Mountains in British Columbia, Canada

The Lecture Cutters are 2524 m mountain peaks in British Columbia, Canada.

==Description==
The Lecture Cutters is located in the McBride Range of the Coast Mountains, and 23 km southeast of Whistler in Garibaldi Provincial Park. It is the third-highest point of the McBride Range. Precipitation runoff and glacial meltwater from this mountain's slopes drains into the Cheakamus River. The Lecture Cutters is more notable for its steep rise above local terrain than for its absolute elevation as topographic relief is significant with the summit rising over 1,200 metres (3,937 ft) above the river in 3 km.

==Etymology==
The mountain's toponym was officially adopted August 27, 1965, by the Geographical Names Board of Canada as proposed by Dr. Roy Hooley (1924–1996), Alpine Club of Canada and professor of civil engineering at the University of British Columbia. He was accustomed to students skipping his classes, especially members of UBC's Varsity Outdoors Club who regularly climbed in the Garibaldi Park area.

**Records for the task**.
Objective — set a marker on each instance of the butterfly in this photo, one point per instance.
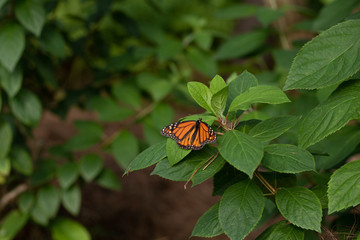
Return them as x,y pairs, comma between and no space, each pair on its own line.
190,134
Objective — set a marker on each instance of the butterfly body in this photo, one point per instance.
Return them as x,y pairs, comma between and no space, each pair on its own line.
190,134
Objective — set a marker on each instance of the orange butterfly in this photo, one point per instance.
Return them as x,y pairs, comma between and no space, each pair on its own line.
190,134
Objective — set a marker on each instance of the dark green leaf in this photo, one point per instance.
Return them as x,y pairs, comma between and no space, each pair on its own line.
26,107
300,206
242,151
240,209
327,59
31,15
208,224
287,158
90,166
343,187
12,45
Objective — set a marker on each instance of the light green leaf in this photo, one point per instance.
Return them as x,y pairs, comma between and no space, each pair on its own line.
174,153
201,94
300,206
26,107
71,199
330,116
272,128
258,94
11,81
329,58
234,47
242,151
90,166
12,45
67,174
208,224
21,160
287,158
282,230
31,15
240,209
66,229
344,187
12,223
148,157
125,148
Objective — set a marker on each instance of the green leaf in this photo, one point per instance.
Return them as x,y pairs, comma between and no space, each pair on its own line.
71,199
242,151
258,94
300,207
287,158
90,166
12,223
330,116
329,58
174,153
21,161
234,47
272,128
109,110
148,157
125,148
11,81
48,200
12,45
218,101
201,94
201,61
108,179
240,209
327,18
31,15
26,201
66,229
67,174
282,230
208,224
26,107
6,136
344,188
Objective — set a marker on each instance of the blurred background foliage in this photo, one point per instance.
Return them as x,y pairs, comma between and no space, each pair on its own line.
127,61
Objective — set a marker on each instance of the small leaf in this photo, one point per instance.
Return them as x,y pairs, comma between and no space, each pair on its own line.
71,199
12,223
125,148
11,81
282,230
90,166
31,15
272,128
240,209
201,94
67,229
208,224
329,58
234,47
148,157
344,188
258,94
67,174
174,153
26,107
287,158
300,206
108,179
242,151
12,45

**Requests**.
a - Display each line of the records that contains the word "this".
b - Extend the article on the Lecture Cutters, starting right after its final sentence.
The article and the records have nothing to do with each other.

**Answers below**.
a -
Objective — set a marker on each instance of the butterfly in this photo, one point per instance.
Objective — set a marker on each instance of the butterfly body in this photo, one point per instance.
Objective — set a marker on each instance of the orange butterfly in this photo, one point per instance.
Objective — set a marker on each instance of the dark green leaf in this photo, one point per instance.
Objective — set a marker on each instance of the light green leaf in this photo, one point per instance.
Objective — set a marker on each instance of the green leaf in this photo, one point per instance.
Objective — set a marker on each instance of the blurred background foliage in this photo, one point per instance.
Objective — set a marker on each instance of the small leaf in this photo, one point per instance.

b -
==Climate==
Based on the Köppen climate classification, The Lecture Cutters is located in the marine west coast climate zone of western North America. Most weather fronts originate in the Pacific Ocean, and travel east toward the Coast Mountains where they are forced upward by the range (orographic lift), causing them to drop their moisture in the form of rain or snowfall. As a result, the Coast Mountains experience high precipitation, especially during the winter months in the form of snowfall. Winter temperatures can drop below −20 °C with wind chill factors below −30 °C. This climate supports the McBride Glacier on the east slope. The months of July and August offer the most favorable weather for climbing The Lecture Cutters.